**TO DO:**
Give each line of all the records below as a JSON list of strings, one string per line, with blank lines omitted. Leave the pictures out of the answer.

**Point annotation records:**
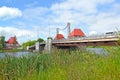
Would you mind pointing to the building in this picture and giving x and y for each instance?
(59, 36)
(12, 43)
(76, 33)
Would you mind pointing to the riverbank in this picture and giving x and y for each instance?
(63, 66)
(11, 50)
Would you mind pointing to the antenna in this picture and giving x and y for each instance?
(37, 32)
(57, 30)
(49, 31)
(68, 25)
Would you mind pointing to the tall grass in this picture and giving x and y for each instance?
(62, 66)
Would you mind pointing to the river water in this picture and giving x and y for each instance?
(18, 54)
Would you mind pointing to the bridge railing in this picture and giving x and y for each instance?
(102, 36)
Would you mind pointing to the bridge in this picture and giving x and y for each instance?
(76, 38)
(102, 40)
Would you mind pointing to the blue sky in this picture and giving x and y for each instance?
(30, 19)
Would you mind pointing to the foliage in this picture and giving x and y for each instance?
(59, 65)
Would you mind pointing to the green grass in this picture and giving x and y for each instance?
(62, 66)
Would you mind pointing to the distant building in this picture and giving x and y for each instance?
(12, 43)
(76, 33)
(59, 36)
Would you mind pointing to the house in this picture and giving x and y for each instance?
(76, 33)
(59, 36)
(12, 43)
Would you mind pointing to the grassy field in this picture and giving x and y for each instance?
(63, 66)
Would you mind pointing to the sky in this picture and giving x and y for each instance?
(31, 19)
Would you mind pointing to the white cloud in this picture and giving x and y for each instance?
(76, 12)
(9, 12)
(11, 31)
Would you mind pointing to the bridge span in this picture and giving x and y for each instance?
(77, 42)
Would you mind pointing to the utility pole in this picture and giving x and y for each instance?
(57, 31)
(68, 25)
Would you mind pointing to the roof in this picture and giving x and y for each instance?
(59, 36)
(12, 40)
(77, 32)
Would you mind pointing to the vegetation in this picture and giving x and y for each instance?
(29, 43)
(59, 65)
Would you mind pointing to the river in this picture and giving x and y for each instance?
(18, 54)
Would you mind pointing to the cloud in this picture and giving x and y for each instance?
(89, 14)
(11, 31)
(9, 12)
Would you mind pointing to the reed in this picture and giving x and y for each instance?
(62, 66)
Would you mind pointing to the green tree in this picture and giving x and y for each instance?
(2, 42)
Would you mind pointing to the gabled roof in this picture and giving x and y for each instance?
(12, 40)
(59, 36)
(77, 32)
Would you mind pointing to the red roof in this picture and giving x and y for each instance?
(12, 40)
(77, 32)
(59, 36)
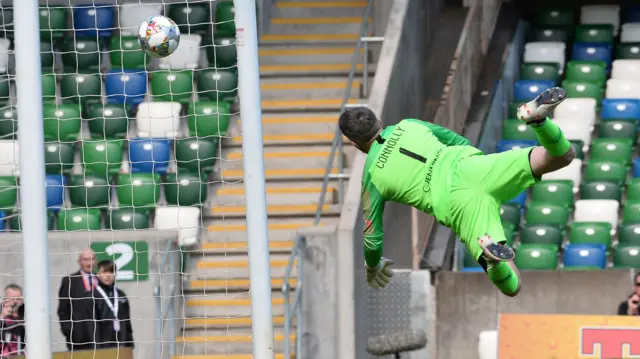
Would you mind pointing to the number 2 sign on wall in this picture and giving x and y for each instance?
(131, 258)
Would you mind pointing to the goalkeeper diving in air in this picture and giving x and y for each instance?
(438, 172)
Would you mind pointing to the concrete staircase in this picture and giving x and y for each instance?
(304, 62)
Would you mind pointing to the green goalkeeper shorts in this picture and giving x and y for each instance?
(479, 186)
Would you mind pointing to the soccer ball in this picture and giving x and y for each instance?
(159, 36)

**RESPONSE:**
[
  "Would you mind pointing to the building in this picture and giving x and y for each instance?",
  "(59, 36)",
  "(12, 43)",
  "(76, 33)",
  "Would you mind pointing to the riverbank in this picture and giving x and y for each instance?",
  "(63, 66)",
  "(11, 50)",
  "Would you mind pointing to the antenna in this picture and giving x and y for each instance?",
  "(37, 32)",
  "(57, 30)",
  "(49, 31)",
  "(68, 25)",
  "Would you mind pointing to the tall grass in this picture and giving x and y for each instance?",
  "(62, 66)",
  "Would you mind pointing to the river water in this picture and giving x and y for each instance?",
  "(18, 54)",
  "Would you mind pointing to the bridge railing in this picture and giving x and y for each instance?",
  "(102, 36)",
  "Would you mind pointing to the bridge in this picture and giving x and y for each instance?",
  "(76, 38)",
  "(102, 40)",
  "Would you mind pointing to the blue sky in this picture and giving x and y for each instance?",
  "(30, 19)",
  "Would you mind pointing to the foliage in this picture and giving x and y for each instance?",
  "(59, 65)",
  "Would you mind pointing to the green grass in this picture and giving x and y for each instance?",
  "(62, 66)",
  "Would you mind pointing to the distant building in this picture and giving x and y for each instance?",
  "(12, 43)",
  "(76, 33)",
  "(59, 36)",
  "Would you mind pointing to the house in this picture and giving x and y for each instance?",
  "(76, 33)",
  "(59, 36)",
  "(12, 43)",
  "Would you mind pointing to the grassy field in this picture and giving x and y for each instance?",
  "(63, 66)",
  "Would you mind pointing to the sky in this picture and giving x and y for each instance?",
  "(31, 19)",
  "Would you mind pointing to the white cloud in this picture and giving x and y for each instance?",
  "(76, 12)",
  "(9, 12)",
  "(11, 31)",
  "Would you mind pointing to the bridge span in this picture and giving x and y for each instance?",
  "(77, 42)",
  "Would you mind pointing to the utility pole in this picture and giving x and y for each instance?",
  "(57, 31)",
  "(68, 25)",
  "Would you mind pointing to the roof in this picture and giving x and y for each instance?",
  "(59, 36)",
  "(12, 40)",
  "(77, 32)",
  "Would you mind pointing to the vegetation in this picture and giving x and y for each instance?",
  "(29, 43)",
  "(59, 65)",
  "Would you mind pointing to the river in this picture and giving x and y for each instance?",
  "(18, 54)",
  "Would you mind pointing to the cloud in this picture and giving x and y for each instance?",
  "(89, 14)",
  "(11, 31)",
  "(9, 12)",
  "Would you mind pointing to the reed in this picture and giving x and y for each instance?",
  "(62, 66)",
  "Would you mind pointing to the green tree in this picture and giving x and y for each instance?",
  "(2, 42)",
  "Would you mind pointing to the gabled roof in this picture and giving x and y for each instance?",
  "(12, 40)",
  "(59, 36)",
  "(77, 32)",
  "Would you mind pointing to the red roof in this picture and giving x and y for each instance?",
  "(12, 40)",
  "(77, 32)",
  "(59, 36)",
  "Would you mind pointing to the number 2 sign on wall in this picture and giving x and y for each instance?",
  "(131, 258)",
  "Would you mind pointing to the goalkeeper diving in air in this picture and giving x and y for each instance?",
  "(438, 172)",
  "Would you mind pointing to the concrete staircase in this picture and giving x and y for each instance?",
  "(304, 62)",
  "Would you mind pointing to the green goalkeeper shorts in this picture and giving x and y for each instance?",
  "(479, 186)",
  "Would you mind pointing to the soccer ball in this picture and giving x and y for each instance?",
  "(159, 36)"
]